## Problem to work on
Reproduce exactly the final portion of the data: every line from the one containing "Get hallway. Reply: x1" through the last line, inclusive.

## Data provided
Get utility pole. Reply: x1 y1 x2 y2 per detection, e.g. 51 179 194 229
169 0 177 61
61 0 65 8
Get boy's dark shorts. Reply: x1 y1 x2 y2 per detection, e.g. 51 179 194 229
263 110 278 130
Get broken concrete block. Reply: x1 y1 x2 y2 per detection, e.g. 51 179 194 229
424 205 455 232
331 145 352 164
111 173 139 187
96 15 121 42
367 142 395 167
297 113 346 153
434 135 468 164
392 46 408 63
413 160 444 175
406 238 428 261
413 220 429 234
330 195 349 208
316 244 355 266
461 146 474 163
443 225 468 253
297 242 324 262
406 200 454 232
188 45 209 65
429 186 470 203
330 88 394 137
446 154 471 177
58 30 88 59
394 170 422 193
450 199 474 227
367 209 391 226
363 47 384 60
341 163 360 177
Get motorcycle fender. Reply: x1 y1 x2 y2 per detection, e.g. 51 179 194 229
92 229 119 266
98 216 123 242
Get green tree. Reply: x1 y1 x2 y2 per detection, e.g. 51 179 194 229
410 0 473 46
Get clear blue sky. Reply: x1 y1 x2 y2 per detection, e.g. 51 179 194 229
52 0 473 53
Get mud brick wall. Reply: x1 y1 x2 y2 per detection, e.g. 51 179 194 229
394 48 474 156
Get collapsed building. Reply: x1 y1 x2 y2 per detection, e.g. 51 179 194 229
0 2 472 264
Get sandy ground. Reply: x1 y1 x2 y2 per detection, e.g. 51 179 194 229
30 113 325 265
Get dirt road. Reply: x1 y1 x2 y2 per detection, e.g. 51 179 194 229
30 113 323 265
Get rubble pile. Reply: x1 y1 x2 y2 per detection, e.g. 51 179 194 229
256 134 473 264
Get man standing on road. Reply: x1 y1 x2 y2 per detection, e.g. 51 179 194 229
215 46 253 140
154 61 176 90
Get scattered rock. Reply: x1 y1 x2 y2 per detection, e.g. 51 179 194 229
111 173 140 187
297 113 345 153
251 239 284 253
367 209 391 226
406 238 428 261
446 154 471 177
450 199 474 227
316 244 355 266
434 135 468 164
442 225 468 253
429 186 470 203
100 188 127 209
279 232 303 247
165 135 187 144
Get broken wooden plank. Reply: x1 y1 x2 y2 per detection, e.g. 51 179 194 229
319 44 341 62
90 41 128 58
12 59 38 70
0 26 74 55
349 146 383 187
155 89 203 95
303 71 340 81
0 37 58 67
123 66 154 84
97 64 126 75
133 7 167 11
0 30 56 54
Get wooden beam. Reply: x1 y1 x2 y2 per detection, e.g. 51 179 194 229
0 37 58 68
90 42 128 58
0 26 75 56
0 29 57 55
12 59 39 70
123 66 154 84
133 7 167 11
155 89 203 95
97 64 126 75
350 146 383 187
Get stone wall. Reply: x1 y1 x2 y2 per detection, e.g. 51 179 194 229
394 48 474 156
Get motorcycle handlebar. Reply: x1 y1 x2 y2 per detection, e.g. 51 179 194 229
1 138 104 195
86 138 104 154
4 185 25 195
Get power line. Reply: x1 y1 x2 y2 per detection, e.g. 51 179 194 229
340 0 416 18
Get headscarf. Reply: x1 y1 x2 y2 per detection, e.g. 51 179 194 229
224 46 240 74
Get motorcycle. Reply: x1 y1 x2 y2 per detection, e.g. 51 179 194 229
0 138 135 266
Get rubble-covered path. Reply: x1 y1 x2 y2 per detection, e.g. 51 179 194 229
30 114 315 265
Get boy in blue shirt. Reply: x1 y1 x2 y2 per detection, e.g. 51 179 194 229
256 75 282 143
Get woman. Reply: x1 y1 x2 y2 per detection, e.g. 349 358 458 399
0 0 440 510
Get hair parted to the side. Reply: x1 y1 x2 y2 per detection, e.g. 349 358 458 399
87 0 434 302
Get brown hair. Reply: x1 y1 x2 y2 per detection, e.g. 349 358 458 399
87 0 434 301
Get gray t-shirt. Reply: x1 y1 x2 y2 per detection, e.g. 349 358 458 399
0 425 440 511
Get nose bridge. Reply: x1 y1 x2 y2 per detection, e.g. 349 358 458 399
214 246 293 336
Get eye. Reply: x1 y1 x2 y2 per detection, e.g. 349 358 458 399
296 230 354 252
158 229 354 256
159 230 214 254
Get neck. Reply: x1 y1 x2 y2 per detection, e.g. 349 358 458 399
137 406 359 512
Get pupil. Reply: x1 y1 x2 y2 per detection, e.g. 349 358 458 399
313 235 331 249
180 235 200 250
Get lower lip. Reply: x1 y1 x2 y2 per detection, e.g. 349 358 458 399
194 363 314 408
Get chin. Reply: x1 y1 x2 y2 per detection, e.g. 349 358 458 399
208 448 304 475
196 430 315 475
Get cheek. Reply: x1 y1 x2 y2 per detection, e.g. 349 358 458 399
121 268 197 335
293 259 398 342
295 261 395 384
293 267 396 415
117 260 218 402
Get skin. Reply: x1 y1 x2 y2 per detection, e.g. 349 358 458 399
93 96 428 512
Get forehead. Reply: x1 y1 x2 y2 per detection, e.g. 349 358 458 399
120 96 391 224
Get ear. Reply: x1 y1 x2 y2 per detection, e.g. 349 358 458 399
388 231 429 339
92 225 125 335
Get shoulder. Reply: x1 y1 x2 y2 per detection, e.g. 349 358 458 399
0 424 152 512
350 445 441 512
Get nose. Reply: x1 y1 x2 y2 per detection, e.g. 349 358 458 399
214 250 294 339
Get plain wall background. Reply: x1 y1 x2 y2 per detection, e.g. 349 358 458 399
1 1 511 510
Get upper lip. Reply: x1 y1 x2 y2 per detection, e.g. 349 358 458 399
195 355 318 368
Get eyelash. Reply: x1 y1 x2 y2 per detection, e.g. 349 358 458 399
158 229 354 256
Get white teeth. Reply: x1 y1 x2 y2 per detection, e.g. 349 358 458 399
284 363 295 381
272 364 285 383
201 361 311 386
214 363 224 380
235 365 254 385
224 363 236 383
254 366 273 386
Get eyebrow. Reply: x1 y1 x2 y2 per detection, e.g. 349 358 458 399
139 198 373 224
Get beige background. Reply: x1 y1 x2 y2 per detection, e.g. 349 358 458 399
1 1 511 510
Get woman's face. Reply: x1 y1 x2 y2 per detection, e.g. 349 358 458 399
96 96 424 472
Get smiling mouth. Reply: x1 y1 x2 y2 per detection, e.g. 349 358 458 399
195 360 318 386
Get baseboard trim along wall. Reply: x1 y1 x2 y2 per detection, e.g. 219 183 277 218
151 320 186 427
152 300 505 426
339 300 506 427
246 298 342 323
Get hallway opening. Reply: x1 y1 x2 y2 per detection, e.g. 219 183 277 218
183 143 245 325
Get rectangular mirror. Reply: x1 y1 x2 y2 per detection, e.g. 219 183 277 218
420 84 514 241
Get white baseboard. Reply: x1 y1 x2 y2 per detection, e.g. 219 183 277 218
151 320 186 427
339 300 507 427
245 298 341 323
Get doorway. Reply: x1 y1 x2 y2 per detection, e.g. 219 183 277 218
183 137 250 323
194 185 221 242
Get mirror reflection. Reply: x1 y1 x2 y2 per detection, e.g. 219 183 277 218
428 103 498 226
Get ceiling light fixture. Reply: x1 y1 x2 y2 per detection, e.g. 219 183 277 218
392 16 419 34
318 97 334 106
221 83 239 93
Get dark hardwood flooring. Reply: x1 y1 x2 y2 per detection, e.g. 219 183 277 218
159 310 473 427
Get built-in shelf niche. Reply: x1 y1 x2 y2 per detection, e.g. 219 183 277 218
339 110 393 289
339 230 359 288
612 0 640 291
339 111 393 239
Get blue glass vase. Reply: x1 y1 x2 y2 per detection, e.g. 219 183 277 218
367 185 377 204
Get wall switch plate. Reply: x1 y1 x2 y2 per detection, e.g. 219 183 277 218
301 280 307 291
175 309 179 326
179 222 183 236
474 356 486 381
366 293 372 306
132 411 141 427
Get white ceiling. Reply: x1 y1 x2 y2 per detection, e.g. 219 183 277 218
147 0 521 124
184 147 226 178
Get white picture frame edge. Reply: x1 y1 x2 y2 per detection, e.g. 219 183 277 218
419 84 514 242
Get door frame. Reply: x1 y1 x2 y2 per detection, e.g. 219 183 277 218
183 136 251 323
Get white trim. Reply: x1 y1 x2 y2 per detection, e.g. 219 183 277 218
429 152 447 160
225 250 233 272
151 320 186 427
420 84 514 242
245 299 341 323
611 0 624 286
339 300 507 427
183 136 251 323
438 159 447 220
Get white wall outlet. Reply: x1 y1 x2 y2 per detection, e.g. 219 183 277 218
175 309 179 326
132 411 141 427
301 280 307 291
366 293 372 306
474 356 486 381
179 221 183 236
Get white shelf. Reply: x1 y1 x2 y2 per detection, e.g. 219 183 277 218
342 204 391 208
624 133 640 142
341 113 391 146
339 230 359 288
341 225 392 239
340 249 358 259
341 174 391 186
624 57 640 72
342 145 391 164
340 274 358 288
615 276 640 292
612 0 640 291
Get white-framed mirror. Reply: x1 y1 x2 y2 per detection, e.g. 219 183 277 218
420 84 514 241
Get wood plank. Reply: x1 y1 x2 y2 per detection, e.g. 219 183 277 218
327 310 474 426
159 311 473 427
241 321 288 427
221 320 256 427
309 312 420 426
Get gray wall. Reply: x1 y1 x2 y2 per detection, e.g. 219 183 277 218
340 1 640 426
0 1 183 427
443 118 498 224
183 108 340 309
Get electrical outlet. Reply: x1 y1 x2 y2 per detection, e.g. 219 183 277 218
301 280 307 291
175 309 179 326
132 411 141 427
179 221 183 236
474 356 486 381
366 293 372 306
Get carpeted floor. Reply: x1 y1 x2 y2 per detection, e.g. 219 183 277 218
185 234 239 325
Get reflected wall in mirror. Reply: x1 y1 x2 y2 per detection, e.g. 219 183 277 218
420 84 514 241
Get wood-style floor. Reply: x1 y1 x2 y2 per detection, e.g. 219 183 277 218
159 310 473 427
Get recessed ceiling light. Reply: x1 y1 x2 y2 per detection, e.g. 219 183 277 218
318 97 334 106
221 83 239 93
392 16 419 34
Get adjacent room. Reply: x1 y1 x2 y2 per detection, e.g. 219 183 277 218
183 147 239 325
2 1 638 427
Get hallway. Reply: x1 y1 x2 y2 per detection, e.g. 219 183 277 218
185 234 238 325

## Task response
Get hallway. Reply: x1 y1 x2 y2 per detection, e.g. 219 183 277 218
185 234 238 325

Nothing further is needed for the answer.